Task instructions: Please return every line from the entries that has the string "wood" in it.

Natural-language object grounding data:
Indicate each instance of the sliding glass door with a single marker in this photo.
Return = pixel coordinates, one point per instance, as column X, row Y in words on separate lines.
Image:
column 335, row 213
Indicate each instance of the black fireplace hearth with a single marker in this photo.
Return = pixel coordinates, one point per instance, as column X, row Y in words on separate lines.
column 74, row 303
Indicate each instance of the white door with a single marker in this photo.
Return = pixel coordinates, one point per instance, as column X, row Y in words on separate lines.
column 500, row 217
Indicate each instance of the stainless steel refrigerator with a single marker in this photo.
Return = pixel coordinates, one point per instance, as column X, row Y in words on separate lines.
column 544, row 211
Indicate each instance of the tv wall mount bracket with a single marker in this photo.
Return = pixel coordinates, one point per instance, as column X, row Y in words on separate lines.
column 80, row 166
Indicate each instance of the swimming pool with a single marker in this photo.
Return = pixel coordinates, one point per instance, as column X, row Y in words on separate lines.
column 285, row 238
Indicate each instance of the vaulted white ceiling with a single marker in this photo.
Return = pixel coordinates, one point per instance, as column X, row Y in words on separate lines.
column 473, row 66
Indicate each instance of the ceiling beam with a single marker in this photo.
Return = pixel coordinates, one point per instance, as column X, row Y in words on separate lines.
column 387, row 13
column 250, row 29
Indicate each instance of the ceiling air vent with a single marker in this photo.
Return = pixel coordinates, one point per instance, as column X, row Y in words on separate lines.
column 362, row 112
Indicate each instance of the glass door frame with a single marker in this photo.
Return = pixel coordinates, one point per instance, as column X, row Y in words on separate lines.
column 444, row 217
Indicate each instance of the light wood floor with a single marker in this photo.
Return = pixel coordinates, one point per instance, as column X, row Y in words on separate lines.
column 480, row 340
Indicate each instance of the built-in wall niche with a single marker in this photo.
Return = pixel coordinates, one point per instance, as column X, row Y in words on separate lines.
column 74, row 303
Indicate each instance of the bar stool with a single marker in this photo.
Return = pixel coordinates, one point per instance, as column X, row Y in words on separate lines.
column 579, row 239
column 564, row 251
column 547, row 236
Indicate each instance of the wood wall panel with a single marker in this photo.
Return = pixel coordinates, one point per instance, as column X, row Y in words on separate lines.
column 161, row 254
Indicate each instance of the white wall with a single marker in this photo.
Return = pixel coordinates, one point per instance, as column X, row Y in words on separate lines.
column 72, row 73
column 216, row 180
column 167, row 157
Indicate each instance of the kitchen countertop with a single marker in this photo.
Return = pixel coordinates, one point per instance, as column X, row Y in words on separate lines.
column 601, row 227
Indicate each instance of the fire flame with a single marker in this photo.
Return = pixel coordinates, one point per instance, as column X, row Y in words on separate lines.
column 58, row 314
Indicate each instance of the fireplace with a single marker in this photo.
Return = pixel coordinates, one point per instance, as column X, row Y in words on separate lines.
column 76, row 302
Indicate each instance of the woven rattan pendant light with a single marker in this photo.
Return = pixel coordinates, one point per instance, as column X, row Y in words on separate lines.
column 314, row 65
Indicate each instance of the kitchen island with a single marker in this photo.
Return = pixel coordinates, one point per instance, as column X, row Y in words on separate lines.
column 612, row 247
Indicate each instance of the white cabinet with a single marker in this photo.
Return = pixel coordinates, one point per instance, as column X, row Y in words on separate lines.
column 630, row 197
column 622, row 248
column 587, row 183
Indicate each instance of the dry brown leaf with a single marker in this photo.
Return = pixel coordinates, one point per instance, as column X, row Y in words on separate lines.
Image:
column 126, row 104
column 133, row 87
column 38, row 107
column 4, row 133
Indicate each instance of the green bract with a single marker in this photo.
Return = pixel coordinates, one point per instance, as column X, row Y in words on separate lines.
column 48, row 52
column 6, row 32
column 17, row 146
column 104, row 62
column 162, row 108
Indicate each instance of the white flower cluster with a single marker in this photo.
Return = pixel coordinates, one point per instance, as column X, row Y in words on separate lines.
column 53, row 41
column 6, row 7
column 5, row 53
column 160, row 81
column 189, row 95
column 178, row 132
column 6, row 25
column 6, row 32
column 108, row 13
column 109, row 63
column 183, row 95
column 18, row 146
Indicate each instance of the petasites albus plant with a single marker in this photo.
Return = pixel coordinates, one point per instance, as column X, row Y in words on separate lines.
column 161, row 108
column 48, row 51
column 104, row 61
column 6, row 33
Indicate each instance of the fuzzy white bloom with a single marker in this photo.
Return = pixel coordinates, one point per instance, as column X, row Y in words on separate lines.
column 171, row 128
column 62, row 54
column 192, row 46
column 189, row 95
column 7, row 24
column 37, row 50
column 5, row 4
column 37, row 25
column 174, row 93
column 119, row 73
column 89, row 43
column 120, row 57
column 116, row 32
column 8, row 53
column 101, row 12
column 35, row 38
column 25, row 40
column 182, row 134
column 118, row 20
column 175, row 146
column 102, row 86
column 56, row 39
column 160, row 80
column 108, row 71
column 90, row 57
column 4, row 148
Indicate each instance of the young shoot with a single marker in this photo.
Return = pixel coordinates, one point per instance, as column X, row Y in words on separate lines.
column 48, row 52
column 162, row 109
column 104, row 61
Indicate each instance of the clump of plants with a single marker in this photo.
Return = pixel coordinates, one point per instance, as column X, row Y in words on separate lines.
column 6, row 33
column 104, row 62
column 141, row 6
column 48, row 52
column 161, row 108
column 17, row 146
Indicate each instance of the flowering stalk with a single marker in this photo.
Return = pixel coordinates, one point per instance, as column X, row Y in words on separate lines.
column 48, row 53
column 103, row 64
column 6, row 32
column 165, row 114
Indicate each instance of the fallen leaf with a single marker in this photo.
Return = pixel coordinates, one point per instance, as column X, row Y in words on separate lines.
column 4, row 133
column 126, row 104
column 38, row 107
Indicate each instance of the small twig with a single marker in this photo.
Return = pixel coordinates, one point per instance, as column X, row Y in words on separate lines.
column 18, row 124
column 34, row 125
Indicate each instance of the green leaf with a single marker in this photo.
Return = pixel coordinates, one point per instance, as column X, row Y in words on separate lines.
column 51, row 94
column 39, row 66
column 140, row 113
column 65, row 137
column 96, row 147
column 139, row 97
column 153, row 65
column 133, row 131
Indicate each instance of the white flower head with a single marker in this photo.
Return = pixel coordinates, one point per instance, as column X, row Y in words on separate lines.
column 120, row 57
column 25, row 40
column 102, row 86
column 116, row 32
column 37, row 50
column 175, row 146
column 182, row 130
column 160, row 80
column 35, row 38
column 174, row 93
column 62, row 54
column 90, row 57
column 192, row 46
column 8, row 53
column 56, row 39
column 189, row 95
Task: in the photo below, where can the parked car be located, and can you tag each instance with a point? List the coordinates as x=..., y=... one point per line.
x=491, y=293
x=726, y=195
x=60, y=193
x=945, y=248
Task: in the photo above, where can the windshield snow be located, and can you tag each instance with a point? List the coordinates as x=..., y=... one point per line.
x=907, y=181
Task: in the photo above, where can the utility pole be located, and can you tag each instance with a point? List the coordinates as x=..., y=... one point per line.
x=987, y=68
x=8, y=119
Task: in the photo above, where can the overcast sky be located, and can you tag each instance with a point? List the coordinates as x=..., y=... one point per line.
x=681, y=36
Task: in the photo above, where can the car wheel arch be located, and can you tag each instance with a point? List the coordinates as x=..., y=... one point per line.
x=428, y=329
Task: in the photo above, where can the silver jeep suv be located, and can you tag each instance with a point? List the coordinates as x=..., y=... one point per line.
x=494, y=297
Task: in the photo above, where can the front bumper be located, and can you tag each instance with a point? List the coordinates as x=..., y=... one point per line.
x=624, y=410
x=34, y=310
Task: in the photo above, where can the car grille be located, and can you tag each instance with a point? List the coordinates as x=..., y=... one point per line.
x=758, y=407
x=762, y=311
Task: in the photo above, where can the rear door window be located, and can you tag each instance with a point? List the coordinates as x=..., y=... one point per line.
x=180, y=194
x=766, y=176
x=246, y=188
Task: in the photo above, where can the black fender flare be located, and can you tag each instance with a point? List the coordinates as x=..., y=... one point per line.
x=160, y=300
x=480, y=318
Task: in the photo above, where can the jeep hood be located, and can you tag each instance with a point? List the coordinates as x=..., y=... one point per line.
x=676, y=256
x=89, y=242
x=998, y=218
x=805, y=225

Answer below:
Indicate each instance of the light wood floor with a single marker in this photo.
Indicate each instance of the wood wall panel with a single marker in this photo.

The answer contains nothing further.